La consigna
Devuelve, copiado sin cambiar una sola palabra, todo lo que hay en el texto sobre el gobierno de Alberto Fernández desde "Alberto Fernández en" hasta "de la pobreza.".

Texto extraído
Ese acto, sumado a un sinfín de otros que tuvieron lugar a lo largo de cuatro años de desgobierno, desidia y atrocidades contra las mayorías populares darían paso a posteriori a dos fenómenos cuyos alcances siguen reverberando hasta el presente en la política de cabotaje: el ascenso meteórico de la prédica antiestatista del mileísmo y del propio Javier Milei y la demonización de la asistencia social asociada a los llamados “gerentes de la pobreza”.

Alberto Fernández en una de las tantas simulaciones de peronismo para hacer pobrismo con la boca tapada. Para julio de 2020, Fernández estaba prácticamente blindado a la crítica y podía hacer cualquier pantomima con el fin de estirar un gobierno sin plan económico y sin más idea que la de hacer la plancha a la espera de una definición en la guerra entre Cristina Fernández y Sergio Massa. Y así, malversando el discurso del peronismo, Fernández llegó a completar su mandato dando como resultado lógico el triunfo de Javier Milei. El pobrismo solo genera antipobrismo y ambos resultan en la multiplicación de los pobres con la generalización de la pobreza.

Información extraída
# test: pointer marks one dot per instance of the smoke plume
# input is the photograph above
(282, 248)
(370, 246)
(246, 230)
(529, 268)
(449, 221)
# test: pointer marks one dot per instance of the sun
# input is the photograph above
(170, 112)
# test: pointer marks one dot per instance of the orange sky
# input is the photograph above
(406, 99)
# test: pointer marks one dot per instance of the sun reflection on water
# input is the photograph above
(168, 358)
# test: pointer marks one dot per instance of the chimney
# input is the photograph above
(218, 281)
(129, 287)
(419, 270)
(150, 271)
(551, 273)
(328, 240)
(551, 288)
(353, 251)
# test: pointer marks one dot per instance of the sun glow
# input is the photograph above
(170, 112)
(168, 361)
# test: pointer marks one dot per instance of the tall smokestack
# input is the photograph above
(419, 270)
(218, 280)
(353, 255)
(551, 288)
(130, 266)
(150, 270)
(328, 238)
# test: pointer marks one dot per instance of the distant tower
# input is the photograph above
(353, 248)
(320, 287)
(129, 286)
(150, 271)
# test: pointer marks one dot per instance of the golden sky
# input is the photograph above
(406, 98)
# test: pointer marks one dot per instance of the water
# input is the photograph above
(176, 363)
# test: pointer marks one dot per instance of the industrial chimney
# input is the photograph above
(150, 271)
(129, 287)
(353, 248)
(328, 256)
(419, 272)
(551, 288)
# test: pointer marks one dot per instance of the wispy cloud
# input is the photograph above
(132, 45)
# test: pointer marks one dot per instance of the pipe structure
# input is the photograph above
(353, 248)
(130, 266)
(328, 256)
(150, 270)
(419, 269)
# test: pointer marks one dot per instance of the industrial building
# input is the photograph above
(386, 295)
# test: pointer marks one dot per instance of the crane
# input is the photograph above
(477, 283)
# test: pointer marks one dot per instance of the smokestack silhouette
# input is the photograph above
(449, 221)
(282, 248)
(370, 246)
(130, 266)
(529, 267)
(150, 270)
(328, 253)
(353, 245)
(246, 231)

Solución del problema
Alberto Fernández en una de las tantas simulaciones de peronismo para hacer pobrismo con la boca tapada. Para julio de 2020, Fernández estaba prácticamente blindado a la crítica y podía hacer cualquier pantomima con el fin de estirar un gobierno sin plan económico y sin más idea que la de hacer la plancha a la espera de una definición en la guerra entre Cristina Fernández y Sergio Massa. Y así, malversando el discurso del peronismo, Fernández llegó a completar su mandato dando como resultado lógico el triunfo de Javier Milei. El pobrismo solo genera antipobrismo y ambos resultan en la multiplicación de los pobres con la generalización de la pobreza.